| The problem |
Below are the entries. Transcribe exactly the lines from the one with "negative clicks: (70, 145)" through the one with "negative clicks: (4, 286)", ends included, and leave out all others.

= Beginning of Section =

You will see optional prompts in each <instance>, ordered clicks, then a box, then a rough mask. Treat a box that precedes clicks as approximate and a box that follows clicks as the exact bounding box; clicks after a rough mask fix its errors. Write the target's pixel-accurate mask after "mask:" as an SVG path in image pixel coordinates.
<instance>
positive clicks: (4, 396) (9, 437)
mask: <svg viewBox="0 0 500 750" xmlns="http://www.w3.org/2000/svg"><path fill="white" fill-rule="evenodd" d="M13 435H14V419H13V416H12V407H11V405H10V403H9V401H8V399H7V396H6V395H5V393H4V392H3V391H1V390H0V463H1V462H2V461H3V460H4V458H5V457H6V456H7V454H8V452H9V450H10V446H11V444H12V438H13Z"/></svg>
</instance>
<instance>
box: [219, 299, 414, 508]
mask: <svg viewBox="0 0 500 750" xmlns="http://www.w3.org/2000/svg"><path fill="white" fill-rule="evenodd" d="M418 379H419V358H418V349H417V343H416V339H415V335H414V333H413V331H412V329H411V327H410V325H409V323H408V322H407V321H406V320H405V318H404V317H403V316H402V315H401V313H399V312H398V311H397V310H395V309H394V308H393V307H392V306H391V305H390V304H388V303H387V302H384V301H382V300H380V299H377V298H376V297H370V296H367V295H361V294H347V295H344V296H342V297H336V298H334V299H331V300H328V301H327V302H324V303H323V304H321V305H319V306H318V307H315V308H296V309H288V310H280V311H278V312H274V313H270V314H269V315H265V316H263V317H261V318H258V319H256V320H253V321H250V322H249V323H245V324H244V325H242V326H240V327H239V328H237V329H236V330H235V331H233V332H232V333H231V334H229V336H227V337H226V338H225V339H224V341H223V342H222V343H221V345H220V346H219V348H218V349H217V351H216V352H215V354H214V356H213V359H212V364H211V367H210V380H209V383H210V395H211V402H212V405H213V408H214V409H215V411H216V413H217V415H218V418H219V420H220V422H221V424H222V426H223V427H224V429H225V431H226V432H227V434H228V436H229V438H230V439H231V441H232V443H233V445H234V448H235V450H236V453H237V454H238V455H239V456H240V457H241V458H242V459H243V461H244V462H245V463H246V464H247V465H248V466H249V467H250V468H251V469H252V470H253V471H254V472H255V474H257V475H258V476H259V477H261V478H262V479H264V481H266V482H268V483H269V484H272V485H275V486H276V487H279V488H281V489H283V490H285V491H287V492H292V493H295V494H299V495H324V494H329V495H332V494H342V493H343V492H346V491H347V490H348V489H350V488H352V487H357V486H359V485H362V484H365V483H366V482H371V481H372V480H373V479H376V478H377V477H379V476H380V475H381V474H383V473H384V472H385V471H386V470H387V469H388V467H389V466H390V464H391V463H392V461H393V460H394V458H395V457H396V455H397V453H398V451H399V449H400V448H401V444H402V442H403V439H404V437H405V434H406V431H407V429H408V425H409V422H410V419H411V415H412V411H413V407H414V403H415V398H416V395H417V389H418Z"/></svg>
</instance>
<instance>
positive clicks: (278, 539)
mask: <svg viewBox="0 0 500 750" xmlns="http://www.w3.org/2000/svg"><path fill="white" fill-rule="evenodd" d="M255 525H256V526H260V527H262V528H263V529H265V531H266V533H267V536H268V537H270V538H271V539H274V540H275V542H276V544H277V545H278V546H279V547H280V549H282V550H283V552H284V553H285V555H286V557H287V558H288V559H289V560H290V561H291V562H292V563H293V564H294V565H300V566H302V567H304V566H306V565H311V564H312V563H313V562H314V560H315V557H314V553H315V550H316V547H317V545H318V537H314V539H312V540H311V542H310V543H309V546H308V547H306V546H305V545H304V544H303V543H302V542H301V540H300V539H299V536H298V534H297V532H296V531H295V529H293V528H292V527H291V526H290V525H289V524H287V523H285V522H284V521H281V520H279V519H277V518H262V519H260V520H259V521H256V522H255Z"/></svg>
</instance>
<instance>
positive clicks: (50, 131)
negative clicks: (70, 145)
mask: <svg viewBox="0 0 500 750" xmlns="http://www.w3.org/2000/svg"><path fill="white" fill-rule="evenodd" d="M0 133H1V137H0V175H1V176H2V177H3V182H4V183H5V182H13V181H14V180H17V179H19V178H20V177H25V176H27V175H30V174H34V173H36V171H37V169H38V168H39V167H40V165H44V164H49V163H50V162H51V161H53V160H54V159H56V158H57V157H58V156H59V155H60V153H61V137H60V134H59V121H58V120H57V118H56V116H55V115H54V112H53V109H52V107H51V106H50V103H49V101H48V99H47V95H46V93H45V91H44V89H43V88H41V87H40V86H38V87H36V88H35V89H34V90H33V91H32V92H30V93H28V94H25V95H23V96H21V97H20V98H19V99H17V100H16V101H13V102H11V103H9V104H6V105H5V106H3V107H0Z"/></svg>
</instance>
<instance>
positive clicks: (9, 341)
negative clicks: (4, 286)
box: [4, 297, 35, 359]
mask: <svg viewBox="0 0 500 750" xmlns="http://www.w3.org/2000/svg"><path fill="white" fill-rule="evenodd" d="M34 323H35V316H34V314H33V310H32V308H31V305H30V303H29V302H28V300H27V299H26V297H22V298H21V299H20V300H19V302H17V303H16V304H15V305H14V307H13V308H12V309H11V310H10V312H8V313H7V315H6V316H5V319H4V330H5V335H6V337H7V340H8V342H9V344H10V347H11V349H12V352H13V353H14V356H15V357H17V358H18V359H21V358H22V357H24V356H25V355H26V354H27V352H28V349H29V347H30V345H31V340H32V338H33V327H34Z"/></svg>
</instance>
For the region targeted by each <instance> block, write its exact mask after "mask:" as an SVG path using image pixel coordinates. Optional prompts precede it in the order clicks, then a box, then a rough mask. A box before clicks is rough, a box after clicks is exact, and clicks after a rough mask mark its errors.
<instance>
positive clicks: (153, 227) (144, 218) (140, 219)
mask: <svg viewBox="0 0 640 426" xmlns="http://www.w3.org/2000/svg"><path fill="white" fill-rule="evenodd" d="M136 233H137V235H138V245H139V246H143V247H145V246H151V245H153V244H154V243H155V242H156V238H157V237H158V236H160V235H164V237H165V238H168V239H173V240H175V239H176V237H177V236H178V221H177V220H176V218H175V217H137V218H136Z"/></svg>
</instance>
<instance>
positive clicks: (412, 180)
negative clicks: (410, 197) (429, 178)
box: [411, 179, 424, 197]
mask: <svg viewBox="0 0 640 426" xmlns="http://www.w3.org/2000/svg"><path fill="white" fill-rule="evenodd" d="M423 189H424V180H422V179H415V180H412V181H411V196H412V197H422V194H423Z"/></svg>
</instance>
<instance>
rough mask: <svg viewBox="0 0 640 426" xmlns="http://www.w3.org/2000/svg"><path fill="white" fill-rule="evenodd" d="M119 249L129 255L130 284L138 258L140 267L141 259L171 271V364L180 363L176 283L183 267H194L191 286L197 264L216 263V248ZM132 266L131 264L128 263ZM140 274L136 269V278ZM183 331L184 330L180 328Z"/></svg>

= End of Section =

| Your response |
negative clicks: (70, 145)
mask: <svg viewBox="0 0 500 750" xmlns="http://www.w3.org/2000/svg"><path fill="white" fill-rule="evenodd" d="M0 133H1V137H0V175H1V176H2V177H3V182H4V183H5V182H13V181H14V180H17V179H19V178H20V177H25V176H27V175H30V174H34V173H36V171H37V169H38V168H39V167H40V165H44V164H49V163H50V162H51V161H53V160H54V159H56V158H57V157H58V156H59V155H60V153H61V137H60V134H59V121H58V120H57V118H56V116H55V115H54V112H53V109H52V107H51V106H50V103H49V101H48V99H47V95H46V93H45V91H44V89H43V88H41V87H40V86H38V87H36V88H35V89H34V90H33V91H32V92H30V93H28V94H25V95H23V96H21V97H20V98H19V99H17V100H16V101H13V102H11V103H9V104H6V105H5V106H3V107H0Z"/></svg>
</instance>
<instance>
positive clicks: (9, 341)
negative clicks: (4, 286)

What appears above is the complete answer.